• _Natural language region descriptions_
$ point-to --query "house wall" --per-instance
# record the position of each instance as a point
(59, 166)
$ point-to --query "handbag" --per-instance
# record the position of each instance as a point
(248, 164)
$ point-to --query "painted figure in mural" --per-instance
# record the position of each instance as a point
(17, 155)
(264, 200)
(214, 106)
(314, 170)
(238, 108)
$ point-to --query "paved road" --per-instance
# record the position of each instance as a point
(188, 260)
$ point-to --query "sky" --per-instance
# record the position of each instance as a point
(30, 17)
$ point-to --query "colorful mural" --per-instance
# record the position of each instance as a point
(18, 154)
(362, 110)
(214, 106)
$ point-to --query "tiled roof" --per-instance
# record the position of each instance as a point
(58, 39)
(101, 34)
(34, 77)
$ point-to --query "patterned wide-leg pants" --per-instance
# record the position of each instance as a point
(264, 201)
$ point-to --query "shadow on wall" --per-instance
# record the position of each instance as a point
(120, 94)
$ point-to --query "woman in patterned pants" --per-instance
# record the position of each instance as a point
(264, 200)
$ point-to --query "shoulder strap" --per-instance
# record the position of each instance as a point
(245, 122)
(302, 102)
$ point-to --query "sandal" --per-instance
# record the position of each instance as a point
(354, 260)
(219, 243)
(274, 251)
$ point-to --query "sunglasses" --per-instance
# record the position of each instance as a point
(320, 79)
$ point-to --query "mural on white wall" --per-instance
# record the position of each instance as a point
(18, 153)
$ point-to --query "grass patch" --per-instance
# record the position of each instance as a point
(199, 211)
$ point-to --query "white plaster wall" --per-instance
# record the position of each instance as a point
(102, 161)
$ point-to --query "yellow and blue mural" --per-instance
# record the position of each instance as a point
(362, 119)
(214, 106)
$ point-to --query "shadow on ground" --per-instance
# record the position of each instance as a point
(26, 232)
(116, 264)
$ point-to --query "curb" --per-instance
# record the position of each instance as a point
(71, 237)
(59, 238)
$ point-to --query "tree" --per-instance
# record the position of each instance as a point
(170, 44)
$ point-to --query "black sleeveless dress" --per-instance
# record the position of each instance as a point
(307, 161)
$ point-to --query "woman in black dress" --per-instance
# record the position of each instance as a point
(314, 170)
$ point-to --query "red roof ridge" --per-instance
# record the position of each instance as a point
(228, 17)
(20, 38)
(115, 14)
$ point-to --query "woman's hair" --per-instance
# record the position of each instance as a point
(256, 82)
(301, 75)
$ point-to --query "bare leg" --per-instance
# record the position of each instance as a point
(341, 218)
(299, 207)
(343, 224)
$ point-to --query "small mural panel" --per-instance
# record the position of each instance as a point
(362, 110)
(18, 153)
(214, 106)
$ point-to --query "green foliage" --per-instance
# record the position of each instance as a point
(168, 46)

• _YOUR OBJECTIVE_
Repeat the data word for word.

• _ANSWER TO THE EXERCISE_
$ point-to --query "house wall" --per-instance
# record the position of each instance as a point
(59, 166)
$ point-to --query "handbag" --per-instance
# record the position of each instance as a point
(248, 164)
$ point-to --query "painted figure in mural" --per-instance
# record the position of each instance as a point
(17, 155)
(264, 200)
(214, 106)
(314, 170)
(238, 108)
$ point-to --query "paved road" --per-instance
# record the position of each instance as a point
(188, 260)
$ point-to --query "sky" --per-instance
# record the position of each instance as a point
(30, 17)
$ point-to --query "colorful mural" --per-instance
# record the position of each instance as a point
(18, 154)
(362, 110)
(214, 106)
$ point-to --query "tiled roof" --per-instance
# record the position of each instance as a point
(58, 39)
(101, 34)
(34, 77)
$ point-to --query "patterned wide-leg pants" --per-instance
# record the position of each instance as a point
(264, 201)
$ point-to --query "shadow on wall" --per-instance
# record the position of each instance as a point
(120, 94)
$ point-to --query "woman in patterned pants" --per-instance
# record the position of each instance as a point
(264, 200)
$ point-to --query "shoulder strap" --per-instance
# record the position of each instance as a point
(245, 122)
(302, 102)
$ point-to --query "sandal" --per-instance
# record the position of each instance as a point
(354, 260)
(219, 243)
(274, 251)
$ point-to --query "sunglasses" --per-instance
# record the position of each instance as a point
(320, 79)
$ point-to --query "mural on white wall" --per-instance
# record the position of each instance as a point
(18, 153)
$ point-to --query "grass patch" --per-instance
# record the position of each instance as a point
(199, 211)
$ point-to --query "white plaster wall" --per-instance
# record the position of each instance as a point
(102, 161)
$ point-to --query "yellow and blue mural" --per-instance
# record the position of each instance as a point
(362, 119)
(214, 106)
$ point-to --query "shadow on ground" --per-instance
# record the position of each instance as a point
(26, 232)
(116, 264)
$ point-to --query "curb" --per-instance
# record the position of each instance as a point
(71, 237)
(59, 238)
$ point-to --query "tree" --per-instance
# record the position of each instance as a point
(170, 44)
$ point-to --query "black sleeveless dress" --per-instance
# record the position of each instance as a point
(307, 161)
$ point-to --query "woman in black dress" --per-instance
# record the position of each instance as a point
(314, 170)
$ point-to --query "red roof ridge" --per-instance
# record the position of each instance as a point
(228, 17)
(20, 38)
(115, 14)
$ point-to --query "woman's hair" --per-instance
# record the position of each instance as a point
(256, 82)
(301, 75)
$ point-to --query "bare leg" --per-instance
# record the position of each instance as a point
(341, 218)
(299, 207)
(343, 224)
$ point-to --query "small mural panel" --per-instance
# record the position of each instance as a point
(362, 110)
(18, 153)
(214, 106)
$ point-to --query "green foliage" --per-instance
# record the position of each instance as a point
(168, 46)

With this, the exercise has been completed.